[Цель задания]
Продолжите отрывок о судебно-психиатрической экспертизе К. с того места, где он обрывается.

[Фрагмент текста]
=======
20 лет К. взяли на военную службу, и за 3-летний срок он не сделал никаких успехов по службе; учебную команду он посещал также без достаточного успеха, 11 раз он был наказан.
В гражданском состоянии К. тоже несколько раз подвергался наказаниям. После увольнения с военной службы до дня ареста он вел беспокойную жизнь, часто не имел работы; за это время, то есть менее чем за 3 года, он, как видно по рассеянным в его бумагах данным, менял более 15 раз места службы, на многих он оставался самое короткое время.
В остальное время он много бродил. 6 раз он был в больнице и провел там в общей сложности 7 месяцев, по крайней мере 2 месяца он пробыл в заключении.
Работоспособность К., то есть прежде всего его способность что-либо изучить, по-видимому, была очень невелика: его можно было употребить только для самой простой поденщины; даже к крестьянскому труду, требующему известной ловкости и умения, К. был неспособен.
Судебные врачи дали заключение, что обвиняемый страдает в легкой степени идиотизмом и что он вследствие недостаточного развития морального чувства, обусловленного умственной неразвитостью, не может считаться вполне вменяемым, следовательно, не может в полной мере отвечать за свои поступки.
Специалисты разъяснили, что под «идиотизмом» они имеют в виду слабоумие, недоразвитость, именно такую степень слабоумия, которая не уничтожает вменяемости обвиняемого.
При осмотре К. сознался, что он повторно добивался и достигал половых сношений со старыми женщинами, кроме того, он дал важное показание, что 17 лет он в первый раз имел половой акт, будучи соблазнен старой женщиной[194].
Отзыв был следующий:
1. К. в легкой степени слабоумный, психопатически недоразвитый субъект; но умственная неразвитость не достигает степени, освобождающей его от уголовной ответственности.
2. Находился ли К. при совершении преступления в состоянии патологического помрачения сознания, не удается установить.
3. В настоящее время К. страдает истерией, и наблюдаемые у него расстройства речи и походка, если только они не вызываются злым умыслом, должны рассматриваться как проявления указанного заболевания.
Истерия К. поддается лечению и не устраняет наказуемости, хотя при определении меры наказания она должна быть принята во внимание.
10 мая 1902 г. К. был помещен в исправительное заведение Г., а 13 июня 1906 г. был переведен в исправительное заведение С. для отбывания пожизненного заключения.
=======
Записи набора данных:

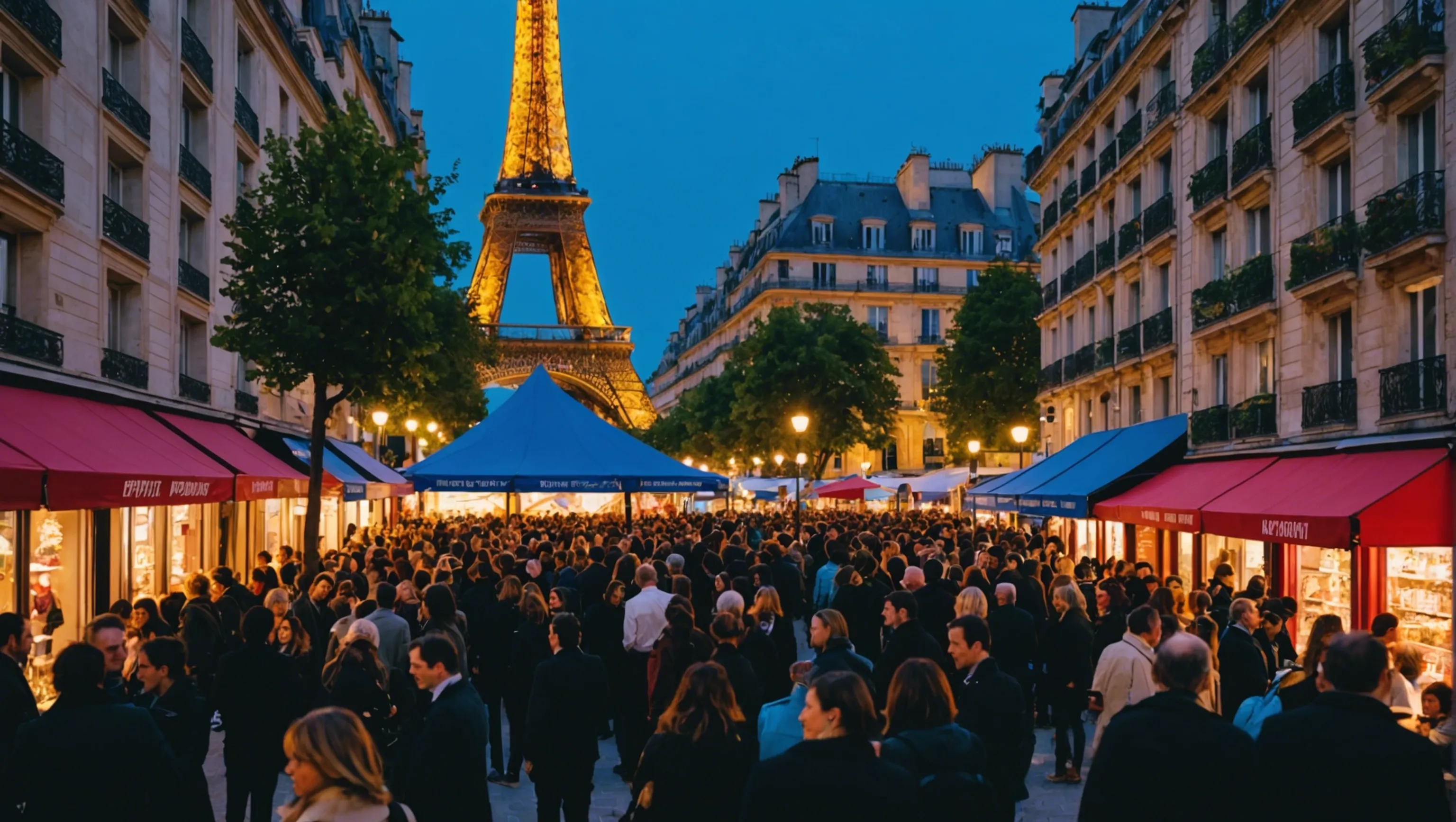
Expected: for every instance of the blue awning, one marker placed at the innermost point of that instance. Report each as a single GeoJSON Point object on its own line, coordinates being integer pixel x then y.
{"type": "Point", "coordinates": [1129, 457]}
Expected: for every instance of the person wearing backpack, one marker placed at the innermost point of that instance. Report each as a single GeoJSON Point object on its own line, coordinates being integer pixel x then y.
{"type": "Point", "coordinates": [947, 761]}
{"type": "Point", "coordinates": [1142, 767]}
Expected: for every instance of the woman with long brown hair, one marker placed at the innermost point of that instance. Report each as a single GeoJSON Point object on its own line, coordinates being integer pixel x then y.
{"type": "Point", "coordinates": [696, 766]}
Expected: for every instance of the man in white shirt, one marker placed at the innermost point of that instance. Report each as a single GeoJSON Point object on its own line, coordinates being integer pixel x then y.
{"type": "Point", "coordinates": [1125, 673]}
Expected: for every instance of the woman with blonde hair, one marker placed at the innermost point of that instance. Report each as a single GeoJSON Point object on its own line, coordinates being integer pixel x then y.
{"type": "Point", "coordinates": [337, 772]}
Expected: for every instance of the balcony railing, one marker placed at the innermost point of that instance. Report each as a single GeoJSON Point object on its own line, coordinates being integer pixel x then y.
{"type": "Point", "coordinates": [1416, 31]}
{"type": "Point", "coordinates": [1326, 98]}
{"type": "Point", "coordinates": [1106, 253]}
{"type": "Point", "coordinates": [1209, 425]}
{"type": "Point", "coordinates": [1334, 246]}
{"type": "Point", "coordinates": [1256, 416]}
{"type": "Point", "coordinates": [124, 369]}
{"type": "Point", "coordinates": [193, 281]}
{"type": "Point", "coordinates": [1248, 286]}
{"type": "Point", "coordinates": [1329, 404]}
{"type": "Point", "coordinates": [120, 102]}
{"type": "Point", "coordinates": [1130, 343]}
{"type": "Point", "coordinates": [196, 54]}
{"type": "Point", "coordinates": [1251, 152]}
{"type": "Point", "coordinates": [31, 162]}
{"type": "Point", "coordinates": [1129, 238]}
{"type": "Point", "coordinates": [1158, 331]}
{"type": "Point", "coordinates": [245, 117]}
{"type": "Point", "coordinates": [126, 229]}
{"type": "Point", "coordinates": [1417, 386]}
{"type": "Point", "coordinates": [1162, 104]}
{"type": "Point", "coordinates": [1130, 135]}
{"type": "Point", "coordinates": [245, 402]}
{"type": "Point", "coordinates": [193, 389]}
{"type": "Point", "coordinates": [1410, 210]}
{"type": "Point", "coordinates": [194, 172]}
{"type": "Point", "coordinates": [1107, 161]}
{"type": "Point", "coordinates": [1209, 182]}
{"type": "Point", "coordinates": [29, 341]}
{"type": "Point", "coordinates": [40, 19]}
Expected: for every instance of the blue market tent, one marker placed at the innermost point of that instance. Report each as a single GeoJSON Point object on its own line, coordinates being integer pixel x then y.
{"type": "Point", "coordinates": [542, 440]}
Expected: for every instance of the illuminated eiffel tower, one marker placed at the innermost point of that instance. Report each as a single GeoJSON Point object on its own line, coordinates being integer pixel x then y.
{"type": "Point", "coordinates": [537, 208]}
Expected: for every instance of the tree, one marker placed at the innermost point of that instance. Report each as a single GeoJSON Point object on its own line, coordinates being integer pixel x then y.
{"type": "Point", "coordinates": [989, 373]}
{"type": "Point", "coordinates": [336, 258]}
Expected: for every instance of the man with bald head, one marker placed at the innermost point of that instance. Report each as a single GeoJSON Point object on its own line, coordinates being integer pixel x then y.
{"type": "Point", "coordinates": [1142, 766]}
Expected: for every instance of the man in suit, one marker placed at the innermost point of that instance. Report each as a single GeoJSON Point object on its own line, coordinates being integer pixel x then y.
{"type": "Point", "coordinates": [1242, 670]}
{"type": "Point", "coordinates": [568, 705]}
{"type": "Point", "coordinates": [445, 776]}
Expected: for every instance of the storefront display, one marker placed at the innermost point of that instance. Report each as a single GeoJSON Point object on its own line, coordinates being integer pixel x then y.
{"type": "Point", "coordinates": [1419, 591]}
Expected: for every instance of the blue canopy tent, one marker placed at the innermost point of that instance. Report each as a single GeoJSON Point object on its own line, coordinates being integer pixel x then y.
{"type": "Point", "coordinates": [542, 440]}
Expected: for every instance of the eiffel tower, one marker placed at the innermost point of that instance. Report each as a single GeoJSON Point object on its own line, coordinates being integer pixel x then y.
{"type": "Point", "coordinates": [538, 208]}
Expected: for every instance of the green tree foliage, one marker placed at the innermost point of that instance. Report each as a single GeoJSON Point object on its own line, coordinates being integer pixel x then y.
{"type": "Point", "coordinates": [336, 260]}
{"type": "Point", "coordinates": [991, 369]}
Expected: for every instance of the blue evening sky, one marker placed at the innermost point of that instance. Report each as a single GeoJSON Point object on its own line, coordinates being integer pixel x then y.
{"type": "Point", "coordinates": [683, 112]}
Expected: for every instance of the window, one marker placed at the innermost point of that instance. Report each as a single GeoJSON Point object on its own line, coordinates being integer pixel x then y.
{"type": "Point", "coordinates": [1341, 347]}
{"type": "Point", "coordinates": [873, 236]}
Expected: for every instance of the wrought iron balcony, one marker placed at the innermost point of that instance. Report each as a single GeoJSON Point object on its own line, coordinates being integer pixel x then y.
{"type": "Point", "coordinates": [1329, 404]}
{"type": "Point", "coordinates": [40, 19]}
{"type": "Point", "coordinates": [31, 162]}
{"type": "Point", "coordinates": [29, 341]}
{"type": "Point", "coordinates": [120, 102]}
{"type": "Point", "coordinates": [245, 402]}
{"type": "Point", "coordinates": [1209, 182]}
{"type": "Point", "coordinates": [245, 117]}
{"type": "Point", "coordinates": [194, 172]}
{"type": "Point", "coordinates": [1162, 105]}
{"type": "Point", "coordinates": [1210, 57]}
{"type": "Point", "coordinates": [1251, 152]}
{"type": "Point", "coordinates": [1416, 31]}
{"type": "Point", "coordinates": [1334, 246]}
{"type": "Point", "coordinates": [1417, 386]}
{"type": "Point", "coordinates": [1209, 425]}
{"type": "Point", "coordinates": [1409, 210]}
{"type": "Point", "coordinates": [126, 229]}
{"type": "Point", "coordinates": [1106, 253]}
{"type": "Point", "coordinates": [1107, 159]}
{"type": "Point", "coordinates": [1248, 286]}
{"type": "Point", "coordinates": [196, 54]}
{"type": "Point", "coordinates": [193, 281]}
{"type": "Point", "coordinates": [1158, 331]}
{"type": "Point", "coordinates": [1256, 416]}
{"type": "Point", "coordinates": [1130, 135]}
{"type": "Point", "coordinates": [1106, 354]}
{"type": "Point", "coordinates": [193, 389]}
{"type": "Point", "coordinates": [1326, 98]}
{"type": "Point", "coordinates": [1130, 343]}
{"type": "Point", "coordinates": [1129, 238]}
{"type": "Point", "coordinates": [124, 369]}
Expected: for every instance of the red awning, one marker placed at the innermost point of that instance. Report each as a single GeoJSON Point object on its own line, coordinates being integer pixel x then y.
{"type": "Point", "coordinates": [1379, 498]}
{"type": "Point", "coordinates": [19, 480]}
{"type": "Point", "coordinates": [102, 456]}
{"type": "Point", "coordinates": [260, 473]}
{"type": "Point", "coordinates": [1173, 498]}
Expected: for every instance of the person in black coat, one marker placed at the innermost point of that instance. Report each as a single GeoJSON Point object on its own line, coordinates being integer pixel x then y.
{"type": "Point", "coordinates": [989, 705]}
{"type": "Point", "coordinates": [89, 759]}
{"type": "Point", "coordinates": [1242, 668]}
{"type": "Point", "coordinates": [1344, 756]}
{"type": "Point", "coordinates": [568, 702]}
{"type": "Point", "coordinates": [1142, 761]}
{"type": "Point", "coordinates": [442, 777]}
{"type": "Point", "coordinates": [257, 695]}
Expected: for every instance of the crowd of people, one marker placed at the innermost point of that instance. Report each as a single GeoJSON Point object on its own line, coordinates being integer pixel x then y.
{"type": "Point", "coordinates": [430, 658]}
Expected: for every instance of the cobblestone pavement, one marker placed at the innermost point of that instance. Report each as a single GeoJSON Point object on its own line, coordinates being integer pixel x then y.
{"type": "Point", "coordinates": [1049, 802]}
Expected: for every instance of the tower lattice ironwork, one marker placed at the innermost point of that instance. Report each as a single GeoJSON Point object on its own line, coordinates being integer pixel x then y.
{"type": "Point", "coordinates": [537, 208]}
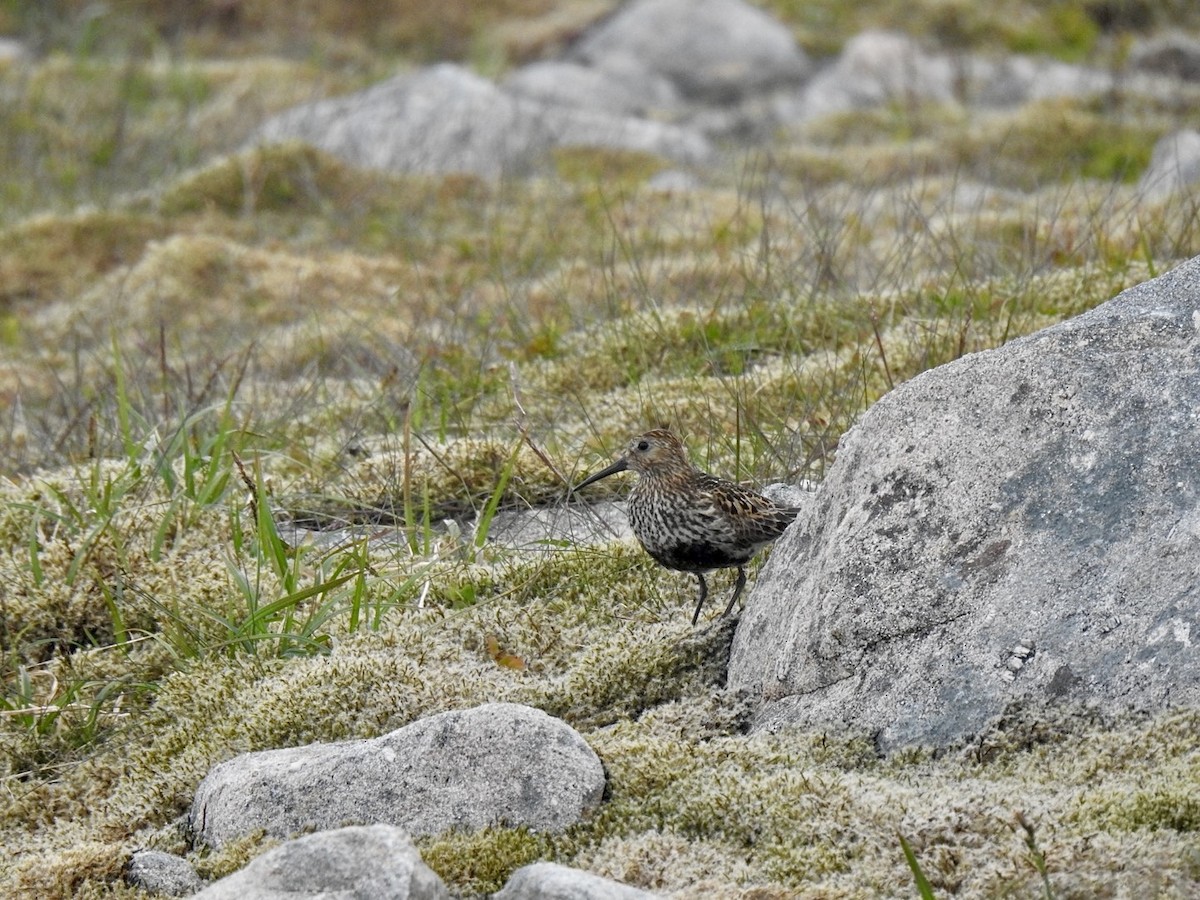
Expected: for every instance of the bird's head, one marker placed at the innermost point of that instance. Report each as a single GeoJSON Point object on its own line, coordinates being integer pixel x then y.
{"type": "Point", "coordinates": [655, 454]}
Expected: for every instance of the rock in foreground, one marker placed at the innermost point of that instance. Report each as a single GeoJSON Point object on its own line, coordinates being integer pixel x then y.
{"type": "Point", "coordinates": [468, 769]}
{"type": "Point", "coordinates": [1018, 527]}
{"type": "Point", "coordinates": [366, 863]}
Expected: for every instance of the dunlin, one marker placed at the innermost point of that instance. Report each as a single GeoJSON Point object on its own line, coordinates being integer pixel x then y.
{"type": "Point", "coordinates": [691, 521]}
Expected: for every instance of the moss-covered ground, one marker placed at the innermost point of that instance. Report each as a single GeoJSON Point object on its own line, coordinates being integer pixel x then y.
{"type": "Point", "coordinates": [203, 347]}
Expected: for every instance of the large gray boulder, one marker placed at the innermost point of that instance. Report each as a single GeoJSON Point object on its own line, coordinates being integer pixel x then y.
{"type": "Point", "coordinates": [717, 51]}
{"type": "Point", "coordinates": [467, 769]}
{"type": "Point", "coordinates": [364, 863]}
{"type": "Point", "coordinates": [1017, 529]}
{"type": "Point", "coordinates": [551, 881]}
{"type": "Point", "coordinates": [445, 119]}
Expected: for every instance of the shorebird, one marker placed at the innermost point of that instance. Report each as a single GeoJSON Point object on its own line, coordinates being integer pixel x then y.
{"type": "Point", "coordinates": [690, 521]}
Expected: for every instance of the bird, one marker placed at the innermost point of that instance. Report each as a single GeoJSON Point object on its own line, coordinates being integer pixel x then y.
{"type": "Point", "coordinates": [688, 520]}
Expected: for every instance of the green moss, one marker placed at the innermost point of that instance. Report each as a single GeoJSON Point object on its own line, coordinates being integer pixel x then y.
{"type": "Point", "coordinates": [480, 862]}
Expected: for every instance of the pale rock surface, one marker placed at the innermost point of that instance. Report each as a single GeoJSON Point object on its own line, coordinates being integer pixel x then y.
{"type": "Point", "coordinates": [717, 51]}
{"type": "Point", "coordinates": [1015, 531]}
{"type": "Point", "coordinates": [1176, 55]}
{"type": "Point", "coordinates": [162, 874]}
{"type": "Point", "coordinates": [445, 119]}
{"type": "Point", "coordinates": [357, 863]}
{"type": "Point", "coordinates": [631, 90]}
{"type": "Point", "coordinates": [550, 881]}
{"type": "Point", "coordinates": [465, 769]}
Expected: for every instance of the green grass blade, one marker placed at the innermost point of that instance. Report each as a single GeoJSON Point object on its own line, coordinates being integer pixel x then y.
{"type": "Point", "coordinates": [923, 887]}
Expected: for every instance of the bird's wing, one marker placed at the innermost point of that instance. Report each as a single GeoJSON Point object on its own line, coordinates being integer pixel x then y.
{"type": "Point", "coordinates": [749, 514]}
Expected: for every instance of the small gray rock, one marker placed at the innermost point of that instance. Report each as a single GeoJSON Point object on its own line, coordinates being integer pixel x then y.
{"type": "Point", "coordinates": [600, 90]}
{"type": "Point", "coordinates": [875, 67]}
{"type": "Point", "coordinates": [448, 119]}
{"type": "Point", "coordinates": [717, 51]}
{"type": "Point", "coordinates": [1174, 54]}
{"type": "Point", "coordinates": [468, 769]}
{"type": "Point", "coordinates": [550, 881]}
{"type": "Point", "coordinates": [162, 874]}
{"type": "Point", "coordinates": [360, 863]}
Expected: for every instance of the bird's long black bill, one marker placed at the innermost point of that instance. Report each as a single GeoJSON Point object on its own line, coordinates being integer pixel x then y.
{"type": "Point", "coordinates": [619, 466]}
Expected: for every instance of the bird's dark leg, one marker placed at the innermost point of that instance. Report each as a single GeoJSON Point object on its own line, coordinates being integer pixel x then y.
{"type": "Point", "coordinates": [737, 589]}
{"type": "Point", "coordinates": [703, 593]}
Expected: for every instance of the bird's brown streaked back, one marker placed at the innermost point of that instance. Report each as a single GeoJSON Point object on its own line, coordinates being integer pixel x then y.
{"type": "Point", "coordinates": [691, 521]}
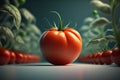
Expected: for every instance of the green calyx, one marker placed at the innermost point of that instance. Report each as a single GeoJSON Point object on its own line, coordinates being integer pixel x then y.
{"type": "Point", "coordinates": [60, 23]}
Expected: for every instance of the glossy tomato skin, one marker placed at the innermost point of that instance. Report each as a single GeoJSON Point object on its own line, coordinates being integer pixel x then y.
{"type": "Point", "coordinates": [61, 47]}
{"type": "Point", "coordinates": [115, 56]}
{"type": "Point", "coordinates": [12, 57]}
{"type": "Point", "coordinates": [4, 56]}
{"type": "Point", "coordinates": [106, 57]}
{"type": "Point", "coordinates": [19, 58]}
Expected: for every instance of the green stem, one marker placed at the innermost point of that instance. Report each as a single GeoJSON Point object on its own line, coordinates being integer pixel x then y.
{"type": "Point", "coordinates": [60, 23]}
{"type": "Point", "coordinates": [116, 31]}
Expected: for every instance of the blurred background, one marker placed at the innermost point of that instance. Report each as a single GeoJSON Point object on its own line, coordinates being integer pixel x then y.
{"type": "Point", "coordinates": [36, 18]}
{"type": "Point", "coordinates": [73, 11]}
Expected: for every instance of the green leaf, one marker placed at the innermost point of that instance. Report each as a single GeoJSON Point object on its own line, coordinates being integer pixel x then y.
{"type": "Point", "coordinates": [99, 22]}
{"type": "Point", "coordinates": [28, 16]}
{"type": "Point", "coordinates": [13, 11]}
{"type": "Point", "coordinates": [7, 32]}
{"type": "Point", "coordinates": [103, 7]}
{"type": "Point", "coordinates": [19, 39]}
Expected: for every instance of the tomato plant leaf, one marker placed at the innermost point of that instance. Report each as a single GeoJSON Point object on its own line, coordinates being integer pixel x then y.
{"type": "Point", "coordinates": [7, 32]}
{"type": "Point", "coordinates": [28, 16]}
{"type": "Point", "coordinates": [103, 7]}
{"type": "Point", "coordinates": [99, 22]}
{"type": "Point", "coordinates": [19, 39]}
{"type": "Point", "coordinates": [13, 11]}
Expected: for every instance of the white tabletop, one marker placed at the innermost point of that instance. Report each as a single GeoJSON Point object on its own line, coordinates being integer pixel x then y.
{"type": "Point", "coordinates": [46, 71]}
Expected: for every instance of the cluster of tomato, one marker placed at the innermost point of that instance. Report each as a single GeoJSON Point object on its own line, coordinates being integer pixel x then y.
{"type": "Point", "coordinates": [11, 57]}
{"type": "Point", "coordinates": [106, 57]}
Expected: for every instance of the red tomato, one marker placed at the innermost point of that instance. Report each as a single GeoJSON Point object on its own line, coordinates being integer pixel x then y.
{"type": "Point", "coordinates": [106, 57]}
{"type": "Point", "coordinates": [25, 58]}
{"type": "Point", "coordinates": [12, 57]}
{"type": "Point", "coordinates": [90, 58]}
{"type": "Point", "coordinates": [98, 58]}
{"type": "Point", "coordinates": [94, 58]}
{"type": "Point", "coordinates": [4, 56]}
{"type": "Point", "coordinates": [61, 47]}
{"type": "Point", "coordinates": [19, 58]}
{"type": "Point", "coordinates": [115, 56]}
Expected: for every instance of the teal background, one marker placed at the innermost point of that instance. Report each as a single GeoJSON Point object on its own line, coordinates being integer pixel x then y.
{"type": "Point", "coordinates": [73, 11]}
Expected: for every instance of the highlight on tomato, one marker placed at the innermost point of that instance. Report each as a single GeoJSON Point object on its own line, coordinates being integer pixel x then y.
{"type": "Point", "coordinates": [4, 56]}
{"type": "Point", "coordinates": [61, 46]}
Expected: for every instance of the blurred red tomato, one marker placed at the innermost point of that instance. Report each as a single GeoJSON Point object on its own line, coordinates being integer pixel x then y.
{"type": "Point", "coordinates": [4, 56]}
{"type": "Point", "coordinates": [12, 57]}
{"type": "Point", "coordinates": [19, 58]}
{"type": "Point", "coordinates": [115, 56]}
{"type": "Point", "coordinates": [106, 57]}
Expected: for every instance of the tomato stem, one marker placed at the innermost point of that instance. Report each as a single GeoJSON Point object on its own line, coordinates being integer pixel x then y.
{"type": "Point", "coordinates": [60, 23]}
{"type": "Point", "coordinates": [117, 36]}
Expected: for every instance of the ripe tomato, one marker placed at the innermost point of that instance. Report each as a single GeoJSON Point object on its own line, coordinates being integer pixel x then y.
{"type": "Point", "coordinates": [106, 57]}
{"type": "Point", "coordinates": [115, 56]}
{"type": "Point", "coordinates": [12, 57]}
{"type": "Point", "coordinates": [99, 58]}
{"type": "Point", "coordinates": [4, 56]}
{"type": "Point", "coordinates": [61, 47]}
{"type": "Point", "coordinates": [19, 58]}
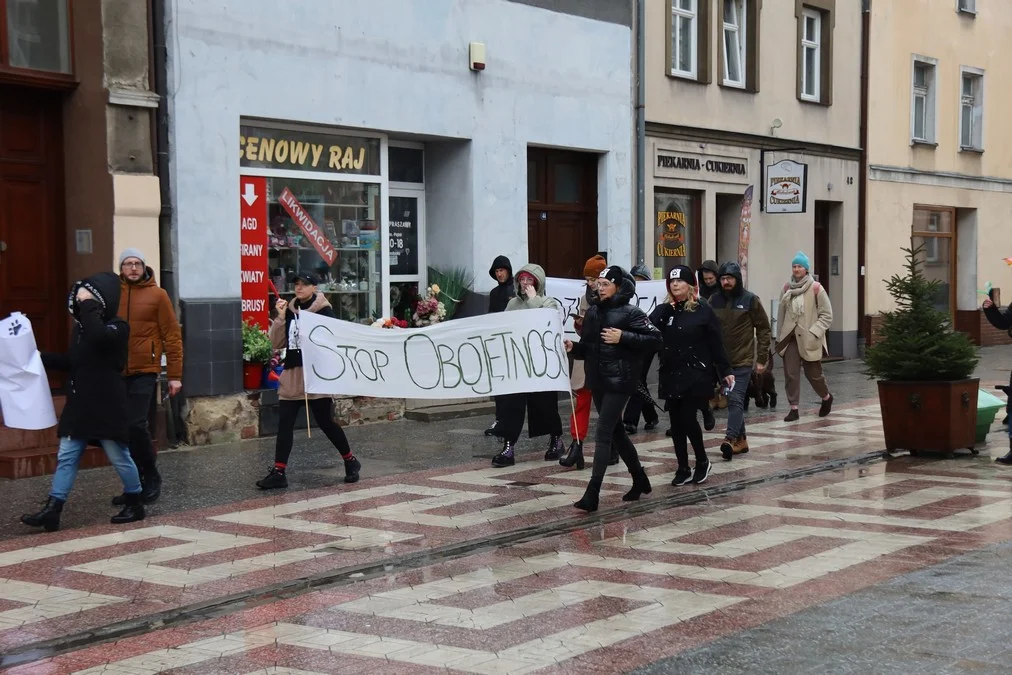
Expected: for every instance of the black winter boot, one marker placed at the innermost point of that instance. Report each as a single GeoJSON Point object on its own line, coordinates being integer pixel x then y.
=======
[Ожидаемый ответ]
Врач исправительного заведения С. сообщал, что К. показывает признаки легкой степени слабоумия, мало разговаривает и хорошо уживается с прочими заключенными.
Как о достойном упоминания обстоятельстве врач сообщает об одном замечании К., которое последний, сидя на окне и заметив проходящую довольно старую женщину, пробормотал про себя, предполагая, что его никто не слушает: «Эту бы еще можно поставить, ей можно было бы еще всыпать».
Из сообщений директора заведения, который в течение 3 с половиной лет наблюдал К., явствует еще следующее:
К. во время заключения вел себя образцово. Он ни разу не подвергался дисциплинарному взысканию за нарушение внутреннего распорядка в заведении, что бывает весьма редко.
Он производит впечатление человека, в полной мере сознающего тяжесть своего преступления, считающего меру наказания правильной, поэтому примирившегося с обстоятельствами и как будто бы нашедшего в этом, конечно, относительное, успокоение.
Признаков недостаточности или спутанности памяти, затруднения речи и т. п. не наблюдалось. Также никогда не удавалось обнаружить у него половое извращение.
Следует еще упомянуть о большой привязанности К. к своей матери: чтобы находиться ближе к ней и чтобы она могла его посещать, он денежными пожертвованиями добился перевода из Г. в С.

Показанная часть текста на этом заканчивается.